- TEXT SEGMENT:
▼
Total production Average 64,000 cases. The average production per winery varies between 210 and 15,000 cases, depending on size

In a way, it all started with a prune orchard. Prunes were once big business in California’s Napa Valley, and in the late 1960s Nathan Fay’s Cabernet Sauvignon vineyards, just off the Silverado Trail under the craggy escarpment known as Stags Leap Palisades, were surrounded by them. Fay sold grapes but also crushed a few tonnes himself and shared his homemade wine with people like John Shafer and Warren Winiarski, career-changers who had arrived in Napa with young families and were thinking about buying vineland.

‘I tasted Nathan’s 1968 Cabernet Sauvignon and it inspired me to establish a Cabernet vineyard as close as possible to his,’ Winiarski remembers. So he bought about 12 hectares of prunes next to Fay and in 1970 planted a portion of it to Cabernet Sauvignon, calling it SLV – Stag’s Leap Vineyard. a few years later he sent the 1973 vintage to Steven Spurrier’s now-legendary Judgment of Paris tasting, and straight into the history books.

Stags Leap District – which celebrating its 25th anniversary as an American Viticultural Area (AVA) this year – is an odd mix of the corporate and the cosily domestic. while 95% of napa’s 500 wineries are family-owned, the figure is somewhat lower in Stags Leap, where Constellation (Mondavi), Treasury Wine Estates (Stags’ Leap winery), Antinori- Ste Michelle (Stag’s Leap wine Cellars, bought from Winiarski in 2007), Terlato Wine Group (Chimney Rock) and other corporations hold sway. Then there are big family-run producers such as Baldacci and Regusci, producing solid, high-end wine almost entirely for a domestic market. The formidable Silverado Vineyards is also a family affair, owned by the Millers, descendants of Walt Disney.
▲
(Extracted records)
▼
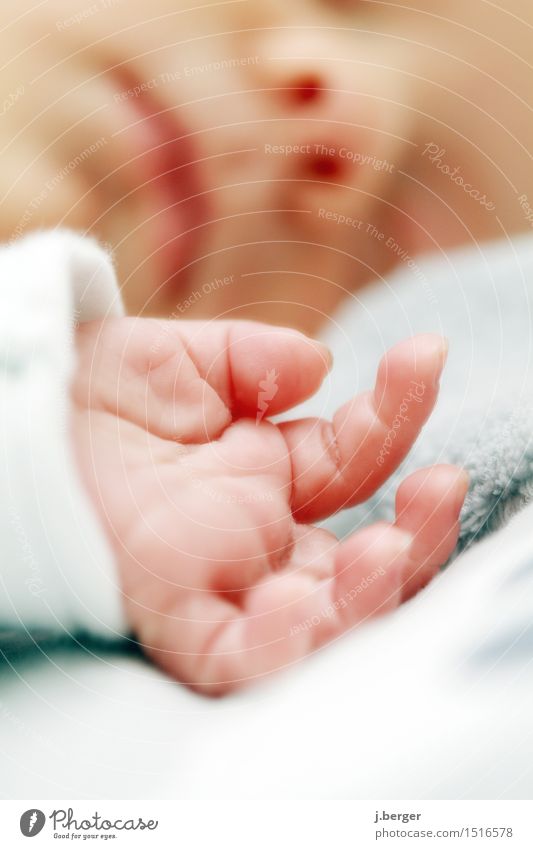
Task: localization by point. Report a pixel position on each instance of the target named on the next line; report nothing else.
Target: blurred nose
(295, 66)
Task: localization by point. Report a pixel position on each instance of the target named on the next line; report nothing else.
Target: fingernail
(325, 353)
(463, 483)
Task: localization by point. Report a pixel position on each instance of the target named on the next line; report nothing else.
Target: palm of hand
(208, 504)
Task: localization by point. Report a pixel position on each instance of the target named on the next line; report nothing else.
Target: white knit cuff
(57, 570)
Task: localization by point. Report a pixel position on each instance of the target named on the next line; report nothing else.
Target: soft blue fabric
(481, 299)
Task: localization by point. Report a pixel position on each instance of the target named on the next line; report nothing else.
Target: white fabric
(57, 570)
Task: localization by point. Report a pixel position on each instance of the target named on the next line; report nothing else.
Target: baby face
(265, 158)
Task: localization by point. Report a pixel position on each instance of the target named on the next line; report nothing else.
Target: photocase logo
(32, 822)
(268, 389)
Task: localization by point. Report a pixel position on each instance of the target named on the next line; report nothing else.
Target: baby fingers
(341, 463)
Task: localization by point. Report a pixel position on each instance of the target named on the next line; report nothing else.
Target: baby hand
(208, 505)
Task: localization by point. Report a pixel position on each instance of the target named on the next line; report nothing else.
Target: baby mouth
(167, 181)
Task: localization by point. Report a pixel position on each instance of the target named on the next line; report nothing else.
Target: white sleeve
(56, 570)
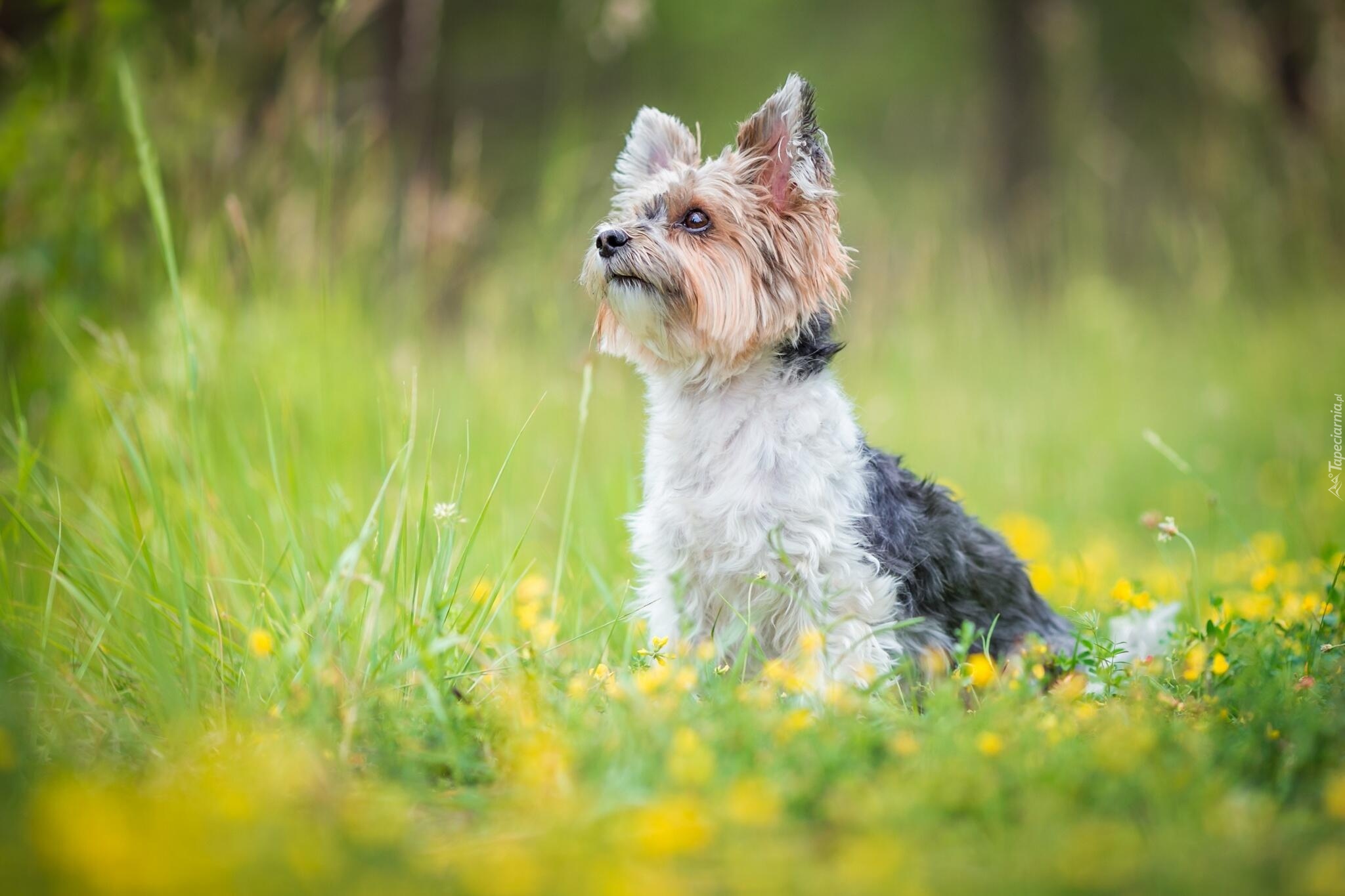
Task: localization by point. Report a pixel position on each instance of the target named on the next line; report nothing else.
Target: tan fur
(771, 261)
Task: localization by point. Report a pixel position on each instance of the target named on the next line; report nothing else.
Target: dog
(768, 521)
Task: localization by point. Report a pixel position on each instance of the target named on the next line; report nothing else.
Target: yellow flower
(685, 679)
(752, 802)
(1026, 535)
(651, 679)
(1270, 545)
(793, 723)
(1071, 687)
(1333, 796)
(1264, 578)
(979, 671)
(1125, 593)
(260, 643)
(782, 675)
(673, 828)
(1043, 578)
(533, 587)
(1195, 662)
(689, 762)
(545, 631)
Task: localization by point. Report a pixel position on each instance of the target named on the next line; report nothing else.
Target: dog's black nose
(609, 241)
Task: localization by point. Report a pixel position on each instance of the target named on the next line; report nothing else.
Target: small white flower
(1143, 634)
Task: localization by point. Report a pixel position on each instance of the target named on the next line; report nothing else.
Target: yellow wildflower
(260, 643)
(1195, 662)
(673, 828)
(651, 679)
(1333, 796)
(544, 633)
(1125, 593)
(979, 671)
(1264, 578)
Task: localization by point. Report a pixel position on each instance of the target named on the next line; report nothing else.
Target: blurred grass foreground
(313, 567)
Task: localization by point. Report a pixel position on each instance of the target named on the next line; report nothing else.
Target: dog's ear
(657, 141)
(786, 148)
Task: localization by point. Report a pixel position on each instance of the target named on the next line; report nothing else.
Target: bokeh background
(1109, 215)
(445, 160)
(313, 565)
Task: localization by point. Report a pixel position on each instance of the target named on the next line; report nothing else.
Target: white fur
(761, 475)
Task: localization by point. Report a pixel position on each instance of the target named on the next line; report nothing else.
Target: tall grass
(296, 597)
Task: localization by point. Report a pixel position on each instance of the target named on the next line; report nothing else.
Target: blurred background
(445, 160)
(1074, 222)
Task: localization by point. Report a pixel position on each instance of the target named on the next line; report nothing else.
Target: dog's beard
(638, 304)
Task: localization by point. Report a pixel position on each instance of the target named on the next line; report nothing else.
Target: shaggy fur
(764, 508)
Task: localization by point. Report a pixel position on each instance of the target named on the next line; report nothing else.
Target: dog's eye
(695, 221)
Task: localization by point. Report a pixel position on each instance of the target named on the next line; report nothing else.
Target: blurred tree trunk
(1290, 30)
(1019, 133)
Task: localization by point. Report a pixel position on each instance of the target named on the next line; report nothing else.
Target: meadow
(303, 597)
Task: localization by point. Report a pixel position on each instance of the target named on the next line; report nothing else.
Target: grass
(300, 598)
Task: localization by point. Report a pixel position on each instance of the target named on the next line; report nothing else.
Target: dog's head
(703, 267)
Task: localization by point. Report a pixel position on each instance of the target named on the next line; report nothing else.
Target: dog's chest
(762, 477)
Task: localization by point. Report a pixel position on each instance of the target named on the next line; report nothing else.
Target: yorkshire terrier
(767, 516)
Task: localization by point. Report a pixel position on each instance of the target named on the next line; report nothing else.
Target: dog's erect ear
(657, 141)
(787, 148)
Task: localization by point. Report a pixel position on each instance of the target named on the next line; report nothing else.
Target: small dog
(766, 515)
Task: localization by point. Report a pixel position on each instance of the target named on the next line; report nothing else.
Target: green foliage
(305, 585)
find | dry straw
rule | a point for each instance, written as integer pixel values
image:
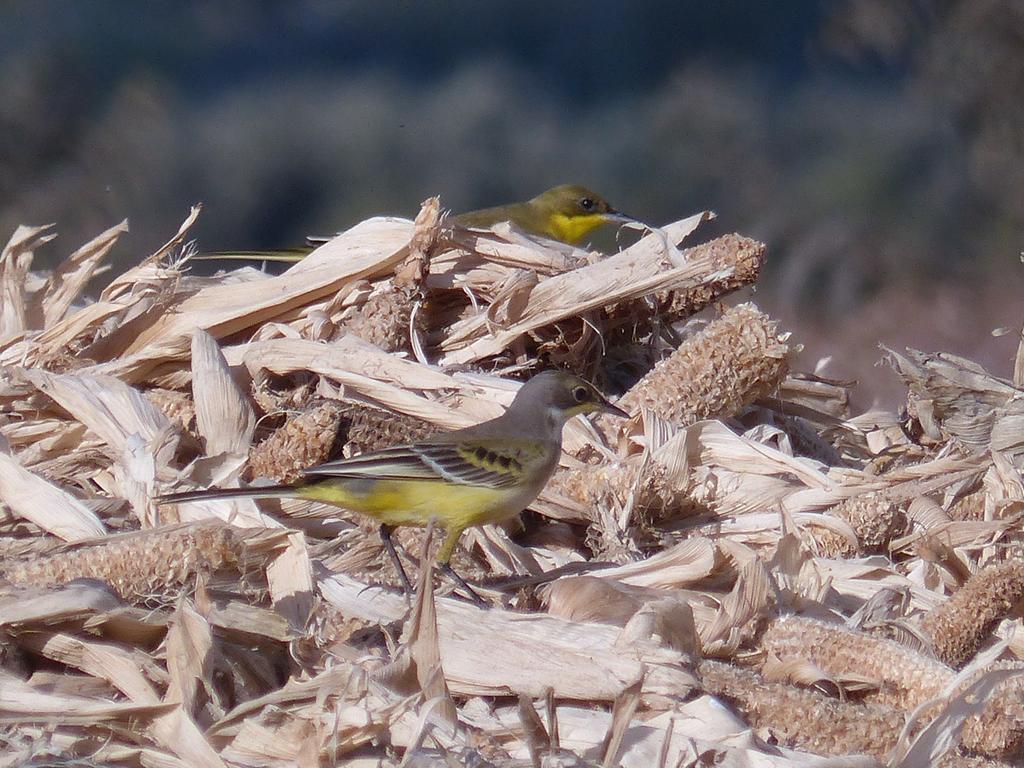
(394, 331)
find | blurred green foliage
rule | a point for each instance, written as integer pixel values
(868, 142)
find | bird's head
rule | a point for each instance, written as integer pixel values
(562, 395)
(571, 212)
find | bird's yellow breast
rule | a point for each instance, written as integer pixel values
(416, 502)
(572, 228)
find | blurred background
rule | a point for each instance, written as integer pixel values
(876, 145)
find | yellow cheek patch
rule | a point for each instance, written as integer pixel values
(574, 228)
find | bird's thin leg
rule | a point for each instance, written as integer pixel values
(444, 563)
(461, 584)
(385, 532)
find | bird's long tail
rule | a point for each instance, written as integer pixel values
(258, 492)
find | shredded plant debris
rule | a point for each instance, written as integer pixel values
(743, 572)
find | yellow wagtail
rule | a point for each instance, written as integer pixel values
(485, 473)
(566, 213)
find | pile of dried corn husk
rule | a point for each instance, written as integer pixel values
(781, 582)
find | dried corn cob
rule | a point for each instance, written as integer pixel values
(637, 481)
(137, 565)
(382, 320)
(742, 254)
(873, 517)
(962, 624)
(371, 429)
(970, 506)
(905, 678)
(302, 441)
(804, 719)
(734, 360)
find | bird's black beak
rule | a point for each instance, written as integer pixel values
(607, 408)
(614, 217)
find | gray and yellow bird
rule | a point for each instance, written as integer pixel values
▲
- WHAT YOU NEED TO DO:
Answer these from the text on the Stags Leap District, one per line and numbered to match:
1. In what year did Winiarski plant part of his land to Cabernet Sauvignon?
2. Which anniversary as an American Viticultural Area is the district celebrating this year?
3. Which family owns Silverado Vineyards?

- OUTPUT OF THE EXERCISE:
1. 1970
2. Its 25th
3. The Millers, descendants of Walt Disney